— Provided passage —
>>>
Belfast Man Hospitalised After Bath-Bomb Explosion

A Dundonald man is said to be in a stable condition in hospital after surviving a bath-bomb blast at his East Belfast home. 

Reputed ‘tap mawn’ of the DLA, Davy ‘The Venezuelan’ Taylor, was soaking in the tub with a flannel over his face when a ball-shaped mixture of fragrances and essential oils was tossed into his bath.

Mr Taylor, who has very sensitive skin, immediately came out in blotches due to the irritants and allergens contained within the ‘bath bomb’.

He was found on the bathroom floor by friend, John ‘Crazyhorse’ McCracken, who rubbed Sudocreme on his commander’s testicles before rushing him up to the Ulster Hospital.

The bombing was condemned by local politician Barry Mellon who said:

‘I am disgusted that a man has broken out in a rash this morning as a result of a despicable and cowardly bath-bombing’. ‘

Yet again we see the total contempt for a relaxing soak in the tub from some quarters of our society’.
<<<
Answer these questions from the bath-bomb article:
1. Who found Mr Taylor on the bathroom floor?
2. To which hospital was he taken?
3. Who condemned the bombing?
The listing after this point is separate material with no connection to the bath-bomb article.

— Provided records —
>>>
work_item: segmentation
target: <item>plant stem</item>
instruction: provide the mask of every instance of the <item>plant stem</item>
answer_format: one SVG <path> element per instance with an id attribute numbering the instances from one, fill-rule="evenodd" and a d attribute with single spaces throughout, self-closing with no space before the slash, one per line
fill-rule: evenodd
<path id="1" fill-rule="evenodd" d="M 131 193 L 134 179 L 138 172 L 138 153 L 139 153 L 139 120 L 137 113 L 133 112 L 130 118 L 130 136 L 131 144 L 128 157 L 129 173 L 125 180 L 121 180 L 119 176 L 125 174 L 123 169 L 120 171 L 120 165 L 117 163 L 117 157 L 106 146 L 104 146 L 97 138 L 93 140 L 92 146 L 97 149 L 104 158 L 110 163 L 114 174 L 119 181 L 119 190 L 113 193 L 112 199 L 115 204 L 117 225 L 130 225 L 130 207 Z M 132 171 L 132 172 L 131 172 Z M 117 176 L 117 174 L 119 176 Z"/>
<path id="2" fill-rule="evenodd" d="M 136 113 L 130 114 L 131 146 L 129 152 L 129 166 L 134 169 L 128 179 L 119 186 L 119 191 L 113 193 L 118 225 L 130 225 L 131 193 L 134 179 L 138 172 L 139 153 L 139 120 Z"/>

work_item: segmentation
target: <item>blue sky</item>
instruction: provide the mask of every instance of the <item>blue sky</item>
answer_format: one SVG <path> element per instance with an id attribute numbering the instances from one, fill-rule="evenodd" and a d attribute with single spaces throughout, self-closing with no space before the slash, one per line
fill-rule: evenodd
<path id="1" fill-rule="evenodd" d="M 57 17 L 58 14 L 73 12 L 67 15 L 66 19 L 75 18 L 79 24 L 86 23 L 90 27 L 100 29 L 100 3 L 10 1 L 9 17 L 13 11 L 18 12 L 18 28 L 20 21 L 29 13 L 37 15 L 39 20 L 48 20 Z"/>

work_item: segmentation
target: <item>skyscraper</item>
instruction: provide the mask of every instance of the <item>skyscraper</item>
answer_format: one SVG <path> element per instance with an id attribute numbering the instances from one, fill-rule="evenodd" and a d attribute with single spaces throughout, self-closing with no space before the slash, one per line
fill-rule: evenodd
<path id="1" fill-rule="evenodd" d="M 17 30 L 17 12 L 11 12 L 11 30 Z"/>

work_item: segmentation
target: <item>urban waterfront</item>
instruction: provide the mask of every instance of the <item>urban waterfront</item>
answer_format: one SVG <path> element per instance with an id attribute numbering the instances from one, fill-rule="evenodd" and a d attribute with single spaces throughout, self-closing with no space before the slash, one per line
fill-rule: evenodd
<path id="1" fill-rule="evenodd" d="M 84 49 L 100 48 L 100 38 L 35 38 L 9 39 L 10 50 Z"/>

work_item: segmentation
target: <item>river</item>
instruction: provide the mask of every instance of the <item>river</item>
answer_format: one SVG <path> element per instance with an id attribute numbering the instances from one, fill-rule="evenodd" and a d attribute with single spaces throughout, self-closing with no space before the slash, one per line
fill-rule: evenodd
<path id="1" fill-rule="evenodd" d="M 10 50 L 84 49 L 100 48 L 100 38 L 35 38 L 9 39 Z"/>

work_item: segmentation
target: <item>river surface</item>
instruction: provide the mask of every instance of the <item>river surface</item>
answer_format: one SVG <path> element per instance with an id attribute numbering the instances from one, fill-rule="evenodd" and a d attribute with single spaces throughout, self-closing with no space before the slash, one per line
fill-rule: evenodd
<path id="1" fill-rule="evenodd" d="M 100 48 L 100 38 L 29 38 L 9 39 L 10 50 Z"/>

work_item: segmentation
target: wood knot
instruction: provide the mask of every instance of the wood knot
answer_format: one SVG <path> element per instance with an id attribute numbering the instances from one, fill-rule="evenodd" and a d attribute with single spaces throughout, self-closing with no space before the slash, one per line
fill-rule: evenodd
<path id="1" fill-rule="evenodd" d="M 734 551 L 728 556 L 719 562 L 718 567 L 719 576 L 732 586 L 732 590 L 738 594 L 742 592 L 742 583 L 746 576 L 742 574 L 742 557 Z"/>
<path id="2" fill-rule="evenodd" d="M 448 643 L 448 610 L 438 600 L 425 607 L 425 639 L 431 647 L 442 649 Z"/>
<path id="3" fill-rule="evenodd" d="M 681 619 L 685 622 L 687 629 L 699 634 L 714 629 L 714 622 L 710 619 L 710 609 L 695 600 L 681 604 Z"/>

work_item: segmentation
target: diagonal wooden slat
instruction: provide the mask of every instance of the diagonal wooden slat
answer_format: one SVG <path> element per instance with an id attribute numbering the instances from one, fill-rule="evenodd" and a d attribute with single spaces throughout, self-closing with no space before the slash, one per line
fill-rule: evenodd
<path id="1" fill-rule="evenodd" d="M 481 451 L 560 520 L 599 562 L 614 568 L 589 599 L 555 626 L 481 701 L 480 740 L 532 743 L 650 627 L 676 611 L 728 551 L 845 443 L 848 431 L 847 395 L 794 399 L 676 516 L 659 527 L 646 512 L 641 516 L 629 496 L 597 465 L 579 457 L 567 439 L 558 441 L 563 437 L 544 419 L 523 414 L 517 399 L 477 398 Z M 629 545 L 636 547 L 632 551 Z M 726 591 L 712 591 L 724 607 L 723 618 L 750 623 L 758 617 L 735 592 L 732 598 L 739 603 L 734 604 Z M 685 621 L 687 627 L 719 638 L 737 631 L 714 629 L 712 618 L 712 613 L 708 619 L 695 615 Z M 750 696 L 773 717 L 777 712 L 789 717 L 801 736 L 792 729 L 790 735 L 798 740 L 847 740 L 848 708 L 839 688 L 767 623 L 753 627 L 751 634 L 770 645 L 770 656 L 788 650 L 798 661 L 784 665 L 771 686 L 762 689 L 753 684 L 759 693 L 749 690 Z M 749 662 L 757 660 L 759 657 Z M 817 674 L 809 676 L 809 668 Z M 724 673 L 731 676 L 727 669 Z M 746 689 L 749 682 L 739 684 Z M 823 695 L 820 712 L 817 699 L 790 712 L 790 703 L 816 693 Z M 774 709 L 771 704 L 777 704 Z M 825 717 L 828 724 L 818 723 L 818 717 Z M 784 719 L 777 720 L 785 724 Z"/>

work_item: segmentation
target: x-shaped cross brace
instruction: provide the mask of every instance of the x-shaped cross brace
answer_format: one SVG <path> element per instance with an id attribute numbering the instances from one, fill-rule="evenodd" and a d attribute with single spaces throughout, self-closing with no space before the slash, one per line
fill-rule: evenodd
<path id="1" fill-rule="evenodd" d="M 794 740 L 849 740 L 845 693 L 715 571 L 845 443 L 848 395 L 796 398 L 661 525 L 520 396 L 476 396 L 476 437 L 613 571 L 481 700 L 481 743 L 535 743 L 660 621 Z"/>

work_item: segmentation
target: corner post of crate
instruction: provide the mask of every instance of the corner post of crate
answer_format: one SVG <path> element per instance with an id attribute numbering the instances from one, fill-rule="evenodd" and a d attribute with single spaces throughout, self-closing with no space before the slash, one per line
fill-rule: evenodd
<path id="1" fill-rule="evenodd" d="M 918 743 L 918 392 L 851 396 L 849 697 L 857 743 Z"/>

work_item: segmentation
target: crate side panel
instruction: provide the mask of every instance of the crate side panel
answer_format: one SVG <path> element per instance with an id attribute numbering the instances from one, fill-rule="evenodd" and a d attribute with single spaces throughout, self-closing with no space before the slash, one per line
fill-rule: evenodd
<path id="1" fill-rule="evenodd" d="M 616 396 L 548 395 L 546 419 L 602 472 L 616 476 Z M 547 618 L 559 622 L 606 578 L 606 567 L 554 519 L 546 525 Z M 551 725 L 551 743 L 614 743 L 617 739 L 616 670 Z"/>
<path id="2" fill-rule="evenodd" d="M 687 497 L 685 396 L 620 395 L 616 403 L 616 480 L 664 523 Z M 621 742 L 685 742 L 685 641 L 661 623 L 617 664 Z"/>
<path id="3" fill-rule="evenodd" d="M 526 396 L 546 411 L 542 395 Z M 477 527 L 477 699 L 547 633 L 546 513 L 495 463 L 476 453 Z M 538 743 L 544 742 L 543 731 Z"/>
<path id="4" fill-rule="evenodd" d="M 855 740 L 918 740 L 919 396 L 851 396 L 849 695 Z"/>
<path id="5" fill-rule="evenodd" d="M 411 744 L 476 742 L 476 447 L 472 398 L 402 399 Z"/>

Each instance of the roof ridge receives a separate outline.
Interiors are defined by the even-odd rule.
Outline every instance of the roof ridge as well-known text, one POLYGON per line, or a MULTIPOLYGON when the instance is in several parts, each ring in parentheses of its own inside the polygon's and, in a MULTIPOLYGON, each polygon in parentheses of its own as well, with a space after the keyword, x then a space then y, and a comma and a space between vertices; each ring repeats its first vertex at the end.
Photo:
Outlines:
<<<
— Result for this task —
1. John 'Crazyhorse' McCracken
2. The Ulster Hospital
3. Local politician Barry Mellon